キアロスタミが注目するのもは、それよりも地震の翌日に結婚したカップルだったり、地震で家もないのにサッカーの中継に夢中になるおじさん達だったり、ヒッチハイクを無視した車が斜面にハマって身動きとれなくなったところを助けてあげるおじさんだったりする。
この2作に続く「オリーブの林をぬけて」(3作合わせてジグザグ道三部作と呼ばれる)は、「そして人生はつづく」の地震の翌日に結婚式を上げたカップルのシーンを撮影風景を舞台にしている。実際のエピソードの映画の撮影風景を映画化するという入れ子構造に合わせて、カップル役に選ばれた男性ホセインは実際に妻役に求婚している最中で、、、という映画の中と外の境界が限りなく曖昧で、映画の世界がすくりの外に溢れ出すような作品だった。ラストのオリーブ畑の爽快感がすごい。
87年の「友だちのうちはどこ?」と92年のそして人生はつづく」の間にキアロスタミは「クローズ・アップ」という作品も残している。イランの有名監督モフセン・マフマルバフになりすまして、ある家族からお金を騙しとって罪に問われた青年の実話を、実際のドキュメンタリー映像と事件の当事者本人たちが演じる再現シーンで構成した作品だ。
マフマルバフだと自分を偽り家族を騙してしまった青年サブジアンはお金が欲しかったのではない、ただの映画好きの青年だった。自分が憧れる映画監督になってみたいとの出来心が招いた事件だった。裁判で彼は尊敬されてみたかった、尊敬される人物になりきることで自信を持ちたかったと語る。
裁判を終え、裁判所の外でサブジアンを待っているのは本物のマフマルバフ監督。二人で騙した家族に謝りに行くのだが、その道すがらの二人の会話の最中に『音声トラブル』が発生する。映画史に残る素晴らしい効果を上げた音声トラブルだった。この映画のラストカットは家族に許しを得、はにかんだ不器用な笑顔のサブジアンの横顔。
その後、「桜桃の味」でパルムドールを獲得もし、世界的な巨匠と認知されることになるが、素朴さとは裏腹に表現手法はよりラディカルさを増していく。

作業内容
上のキアロスタミ作品についての抜粋を、最後の文に続けて書き進めてください。 次に示す行は、キアロスタミ作品についての抜粋とは別の出典から取ったものです。

保存された行
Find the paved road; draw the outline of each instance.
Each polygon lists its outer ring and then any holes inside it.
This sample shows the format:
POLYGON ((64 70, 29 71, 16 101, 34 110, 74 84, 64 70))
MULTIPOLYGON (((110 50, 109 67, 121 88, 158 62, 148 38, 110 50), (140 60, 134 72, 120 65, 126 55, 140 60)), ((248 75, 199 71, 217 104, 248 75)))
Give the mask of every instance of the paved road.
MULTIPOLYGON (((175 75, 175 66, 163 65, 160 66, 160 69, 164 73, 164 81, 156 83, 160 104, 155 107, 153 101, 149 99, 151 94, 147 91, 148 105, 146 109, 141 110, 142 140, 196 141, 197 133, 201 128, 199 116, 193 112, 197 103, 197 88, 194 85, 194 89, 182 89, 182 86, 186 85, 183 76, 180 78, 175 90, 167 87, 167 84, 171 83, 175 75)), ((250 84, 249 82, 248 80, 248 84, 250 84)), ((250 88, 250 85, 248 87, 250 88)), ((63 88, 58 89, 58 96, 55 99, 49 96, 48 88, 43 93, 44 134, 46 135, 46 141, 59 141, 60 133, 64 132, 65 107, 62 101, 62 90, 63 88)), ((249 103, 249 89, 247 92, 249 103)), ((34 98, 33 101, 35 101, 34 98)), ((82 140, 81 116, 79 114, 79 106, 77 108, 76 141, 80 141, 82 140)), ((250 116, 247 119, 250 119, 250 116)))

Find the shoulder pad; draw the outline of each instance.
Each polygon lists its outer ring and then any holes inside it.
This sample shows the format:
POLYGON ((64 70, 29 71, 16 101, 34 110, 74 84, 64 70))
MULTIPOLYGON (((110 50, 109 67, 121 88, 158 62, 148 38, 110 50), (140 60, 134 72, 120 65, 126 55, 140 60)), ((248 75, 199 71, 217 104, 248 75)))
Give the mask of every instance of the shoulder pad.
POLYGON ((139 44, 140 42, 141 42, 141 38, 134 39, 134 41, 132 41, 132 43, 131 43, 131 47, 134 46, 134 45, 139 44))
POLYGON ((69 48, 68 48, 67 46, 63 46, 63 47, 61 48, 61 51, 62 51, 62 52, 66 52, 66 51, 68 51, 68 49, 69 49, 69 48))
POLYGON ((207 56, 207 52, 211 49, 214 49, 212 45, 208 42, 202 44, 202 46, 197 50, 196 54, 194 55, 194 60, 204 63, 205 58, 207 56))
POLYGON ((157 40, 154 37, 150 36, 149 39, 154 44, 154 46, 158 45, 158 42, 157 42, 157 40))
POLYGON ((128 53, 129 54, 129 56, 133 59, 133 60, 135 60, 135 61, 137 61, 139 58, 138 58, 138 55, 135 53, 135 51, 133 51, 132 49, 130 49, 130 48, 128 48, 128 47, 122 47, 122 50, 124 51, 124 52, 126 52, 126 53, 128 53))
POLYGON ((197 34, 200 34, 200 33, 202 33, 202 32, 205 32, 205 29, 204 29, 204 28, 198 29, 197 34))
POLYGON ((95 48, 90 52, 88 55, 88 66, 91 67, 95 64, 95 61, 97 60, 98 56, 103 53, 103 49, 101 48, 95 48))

回答
「桜桃の味」でも粒子の荒いビデオ映像を用いていたが、キアロスタミは一時期小回りのきく小型デジタルカメラを多く使っていた。
国連の要請でウガンダの孤児救済のための女性運動と内戦の実態を収めるために撮影された(しかし出来上がった作品は全然主旨の違う)「ABCアフリカ」や女性の運転する車にカメラを据え付け、車に乗り込む人々との会話のみで構成された「10話」など全編をデジタルカメラによる撮影で作られた作品もある。
ハンディカムの小さなデジタルカメラをキアロスタミが好んだのは、大きなカメラだと素人役者が身構えてしまうことがあるが、小さなカメラだとその存在を意識されなくてすむからだと語っていたが、「ABCアフリカ」などはその小さなカメラの効果がいかんなく発揮された作品だろう。
この映画では、子どもだちは無邪気な笑顔を見せ、人々は無防備な屈託のない笑顔を監督に接する。国連の要請はウガンダの悲惨な状況を世界に伝えてほしい、ということだったのだろうが、キアロスタミが見せるのは歌い、踊り、活き活きとしたウガンダの人々の姿だった。国連は頼む相手を間違えた。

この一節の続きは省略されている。